# start of MATERIAL SHOWN

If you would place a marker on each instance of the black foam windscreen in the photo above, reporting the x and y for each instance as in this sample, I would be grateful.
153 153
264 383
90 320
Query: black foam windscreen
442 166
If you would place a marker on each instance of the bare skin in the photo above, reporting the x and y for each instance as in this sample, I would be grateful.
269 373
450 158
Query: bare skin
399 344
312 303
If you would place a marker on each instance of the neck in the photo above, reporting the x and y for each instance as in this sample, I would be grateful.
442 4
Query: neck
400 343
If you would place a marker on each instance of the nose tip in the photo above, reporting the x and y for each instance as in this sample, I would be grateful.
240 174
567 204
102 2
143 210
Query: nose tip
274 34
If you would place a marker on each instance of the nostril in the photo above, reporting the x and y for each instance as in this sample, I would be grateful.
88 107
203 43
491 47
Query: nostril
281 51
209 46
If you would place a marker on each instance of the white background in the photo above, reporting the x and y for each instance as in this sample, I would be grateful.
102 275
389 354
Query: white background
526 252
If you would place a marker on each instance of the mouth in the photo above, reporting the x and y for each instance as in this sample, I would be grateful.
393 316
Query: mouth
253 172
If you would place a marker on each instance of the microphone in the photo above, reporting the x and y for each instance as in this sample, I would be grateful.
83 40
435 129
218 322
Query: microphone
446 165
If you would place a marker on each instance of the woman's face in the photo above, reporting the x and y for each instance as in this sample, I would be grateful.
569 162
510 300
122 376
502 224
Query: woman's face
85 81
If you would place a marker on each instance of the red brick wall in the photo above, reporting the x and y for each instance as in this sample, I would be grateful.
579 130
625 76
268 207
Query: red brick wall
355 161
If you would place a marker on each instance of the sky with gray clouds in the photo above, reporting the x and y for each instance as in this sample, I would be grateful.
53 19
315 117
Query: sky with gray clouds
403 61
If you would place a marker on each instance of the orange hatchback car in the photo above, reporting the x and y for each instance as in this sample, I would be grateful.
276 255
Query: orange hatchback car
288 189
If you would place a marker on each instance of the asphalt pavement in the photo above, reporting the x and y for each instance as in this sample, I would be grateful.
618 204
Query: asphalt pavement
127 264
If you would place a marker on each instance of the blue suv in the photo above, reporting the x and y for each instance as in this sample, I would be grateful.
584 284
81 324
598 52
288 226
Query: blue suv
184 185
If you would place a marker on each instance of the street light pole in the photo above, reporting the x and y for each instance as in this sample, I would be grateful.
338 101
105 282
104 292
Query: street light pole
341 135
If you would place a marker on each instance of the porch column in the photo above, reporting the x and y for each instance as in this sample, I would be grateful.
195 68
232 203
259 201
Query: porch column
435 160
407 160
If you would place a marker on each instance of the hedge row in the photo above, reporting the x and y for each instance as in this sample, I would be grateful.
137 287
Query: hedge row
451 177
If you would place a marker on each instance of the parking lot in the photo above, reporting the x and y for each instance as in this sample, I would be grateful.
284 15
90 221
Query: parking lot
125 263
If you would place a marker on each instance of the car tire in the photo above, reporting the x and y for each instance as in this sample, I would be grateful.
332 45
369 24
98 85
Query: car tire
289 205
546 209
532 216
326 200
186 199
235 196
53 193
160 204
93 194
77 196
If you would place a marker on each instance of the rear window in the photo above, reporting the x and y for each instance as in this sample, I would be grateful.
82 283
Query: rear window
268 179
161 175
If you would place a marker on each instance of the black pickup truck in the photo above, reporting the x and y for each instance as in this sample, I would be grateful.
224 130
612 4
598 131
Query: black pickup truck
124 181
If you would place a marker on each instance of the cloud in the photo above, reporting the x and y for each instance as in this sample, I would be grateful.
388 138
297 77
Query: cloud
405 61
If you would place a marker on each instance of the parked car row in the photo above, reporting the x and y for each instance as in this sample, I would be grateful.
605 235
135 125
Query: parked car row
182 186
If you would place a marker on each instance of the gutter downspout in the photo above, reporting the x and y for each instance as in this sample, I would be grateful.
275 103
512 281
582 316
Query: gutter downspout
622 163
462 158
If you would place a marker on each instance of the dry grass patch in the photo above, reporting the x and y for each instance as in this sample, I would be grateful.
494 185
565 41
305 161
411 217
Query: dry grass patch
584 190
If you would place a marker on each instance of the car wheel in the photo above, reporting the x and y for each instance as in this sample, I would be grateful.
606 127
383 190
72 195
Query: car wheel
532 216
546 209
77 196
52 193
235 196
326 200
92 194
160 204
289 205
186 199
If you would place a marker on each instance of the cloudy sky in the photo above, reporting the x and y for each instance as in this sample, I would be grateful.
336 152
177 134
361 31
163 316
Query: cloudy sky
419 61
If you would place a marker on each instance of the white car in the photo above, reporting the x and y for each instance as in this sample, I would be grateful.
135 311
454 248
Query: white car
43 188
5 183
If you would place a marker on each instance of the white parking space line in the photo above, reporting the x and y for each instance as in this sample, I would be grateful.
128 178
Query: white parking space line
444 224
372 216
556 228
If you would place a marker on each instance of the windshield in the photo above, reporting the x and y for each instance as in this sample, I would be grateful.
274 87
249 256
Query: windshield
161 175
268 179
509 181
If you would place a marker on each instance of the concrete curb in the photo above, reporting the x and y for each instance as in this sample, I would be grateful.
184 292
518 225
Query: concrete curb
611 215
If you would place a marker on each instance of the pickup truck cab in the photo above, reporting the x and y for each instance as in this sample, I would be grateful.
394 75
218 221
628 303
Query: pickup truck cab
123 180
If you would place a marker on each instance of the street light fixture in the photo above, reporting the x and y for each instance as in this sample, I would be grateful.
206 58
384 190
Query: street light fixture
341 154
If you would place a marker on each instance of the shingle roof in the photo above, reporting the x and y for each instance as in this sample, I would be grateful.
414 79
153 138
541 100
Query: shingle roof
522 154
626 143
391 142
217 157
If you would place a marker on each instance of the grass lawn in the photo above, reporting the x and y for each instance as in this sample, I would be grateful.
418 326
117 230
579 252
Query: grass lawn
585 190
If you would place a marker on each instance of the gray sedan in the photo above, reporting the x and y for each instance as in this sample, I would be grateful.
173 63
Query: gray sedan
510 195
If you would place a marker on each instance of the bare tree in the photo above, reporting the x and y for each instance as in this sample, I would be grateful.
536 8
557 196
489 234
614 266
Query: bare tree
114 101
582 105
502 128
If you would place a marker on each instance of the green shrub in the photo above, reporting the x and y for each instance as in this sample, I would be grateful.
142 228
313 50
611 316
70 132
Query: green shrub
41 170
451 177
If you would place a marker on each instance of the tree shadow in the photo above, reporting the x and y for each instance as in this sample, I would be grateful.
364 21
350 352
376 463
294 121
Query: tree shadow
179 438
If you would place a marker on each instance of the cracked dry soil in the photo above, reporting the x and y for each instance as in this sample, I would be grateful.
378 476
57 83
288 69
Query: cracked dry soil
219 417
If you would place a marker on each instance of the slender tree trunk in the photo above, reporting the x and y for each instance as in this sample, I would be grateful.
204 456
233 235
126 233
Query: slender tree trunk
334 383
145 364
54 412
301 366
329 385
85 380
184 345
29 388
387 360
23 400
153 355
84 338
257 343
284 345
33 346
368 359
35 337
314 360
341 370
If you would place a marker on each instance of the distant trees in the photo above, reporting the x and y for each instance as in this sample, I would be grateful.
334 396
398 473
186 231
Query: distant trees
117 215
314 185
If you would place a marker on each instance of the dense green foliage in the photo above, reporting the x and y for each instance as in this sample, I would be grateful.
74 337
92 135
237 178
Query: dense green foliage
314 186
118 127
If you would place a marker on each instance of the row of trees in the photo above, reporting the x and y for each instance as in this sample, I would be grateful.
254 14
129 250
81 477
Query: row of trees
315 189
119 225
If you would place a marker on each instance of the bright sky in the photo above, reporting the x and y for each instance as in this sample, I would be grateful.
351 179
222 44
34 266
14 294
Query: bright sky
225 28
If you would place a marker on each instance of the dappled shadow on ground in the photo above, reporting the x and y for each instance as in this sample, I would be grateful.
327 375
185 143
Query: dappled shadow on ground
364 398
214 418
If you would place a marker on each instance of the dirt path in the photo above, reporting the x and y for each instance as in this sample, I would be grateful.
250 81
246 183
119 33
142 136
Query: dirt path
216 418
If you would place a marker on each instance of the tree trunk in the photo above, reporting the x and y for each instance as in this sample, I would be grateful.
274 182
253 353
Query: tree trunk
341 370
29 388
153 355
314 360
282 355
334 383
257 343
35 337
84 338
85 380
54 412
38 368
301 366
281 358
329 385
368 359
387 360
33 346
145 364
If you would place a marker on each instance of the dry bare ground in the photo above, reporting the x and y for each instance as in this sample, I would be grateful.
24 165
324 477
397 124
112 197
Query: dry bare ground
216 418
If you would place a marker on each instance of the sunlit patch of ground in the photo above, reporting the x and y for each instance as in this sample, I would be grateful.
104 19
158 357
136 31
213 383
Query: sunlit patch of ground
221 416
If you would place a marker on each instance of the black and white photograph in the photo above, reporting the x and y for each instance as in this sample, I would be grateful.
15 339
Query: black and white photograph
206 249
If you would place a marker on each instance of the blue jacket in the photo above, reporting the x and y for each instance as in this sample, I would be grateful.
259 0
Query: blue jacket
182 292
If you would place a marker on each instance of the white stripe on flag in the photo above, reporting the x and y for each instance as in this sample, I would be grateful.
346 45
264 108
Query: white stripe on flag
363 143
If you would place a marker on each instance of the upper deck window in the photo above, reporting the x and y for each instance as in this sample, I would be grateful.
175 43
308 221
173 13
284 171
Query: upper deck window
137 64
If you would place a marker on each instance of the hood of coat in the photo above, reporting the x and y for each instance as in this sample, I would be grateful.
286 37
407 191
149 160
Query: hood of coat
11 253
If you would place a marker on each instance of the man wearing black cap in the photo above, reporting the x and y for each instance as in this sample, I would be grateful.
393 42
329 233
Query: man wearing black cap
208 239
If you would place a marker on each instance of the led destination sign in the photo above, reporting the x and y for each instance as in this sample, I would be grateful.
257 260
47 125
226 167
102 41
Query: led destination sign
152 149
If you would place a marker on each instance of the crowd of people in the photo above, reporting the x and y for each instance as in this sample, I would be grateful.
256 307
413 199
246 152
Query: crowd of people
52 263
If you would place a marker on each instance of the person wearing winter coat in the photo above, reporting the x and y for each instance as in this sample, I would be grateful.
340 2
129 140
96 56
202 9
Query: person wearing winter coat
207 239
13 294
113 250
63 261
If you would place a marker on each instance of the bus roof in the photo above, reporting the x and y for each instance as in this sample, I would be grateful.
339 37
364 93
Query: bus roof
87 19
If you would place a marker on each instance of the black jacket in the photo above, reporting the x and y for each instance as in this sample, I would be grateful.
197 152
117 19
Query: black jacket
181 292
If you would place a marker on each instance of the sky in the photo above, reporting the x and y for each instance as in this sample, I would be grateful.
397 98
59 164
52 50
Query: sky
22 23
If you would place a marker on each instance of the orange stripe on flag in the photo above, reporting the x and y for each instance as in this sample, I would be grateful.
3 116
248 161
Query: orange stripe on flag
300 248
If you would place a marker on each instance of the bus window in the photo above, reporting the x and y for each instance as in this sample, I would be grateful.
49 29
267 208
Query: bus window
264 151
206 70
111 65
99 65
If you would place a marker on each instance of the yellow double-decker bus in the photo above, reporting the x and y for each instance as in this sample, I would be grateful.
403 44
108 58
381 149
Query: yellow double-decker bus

# end of MATERIAL SHOWN

OBJECTIVE:
Repeat, character for character, the lines from the one that holds "of the sky in" to the final line of the material, inclusive, and no other lines.

SOLVED PROBLEM:
If you would place a marker on each instance of the sky in the photo above, reporting the x and y for each instance as in this sample, I would be grateful.
397 98
59 164
52 50
Query: sky
22 23
If you would place a marker on each instance of the orange stripe on flag in the photo above, reporting the x and y for each instance as in this sample, I would be grateful.
3 116
248 161
Query: orange stripe on flag
300 248
If you would place a marker on each instance of the bus window in the photo above, reporting the x and y for each instance as in this sample, I would be grateful.
49 29
267 208
Query: bus window
264 151
206 70
111 65
99 65
If you would place a marker on each instance of the yellow double-decker bus in the photo above, reporting the x and y for each instance as in this sample, I would be grateful.
403 44
108 58
381 149
Query: yellow double-decker bus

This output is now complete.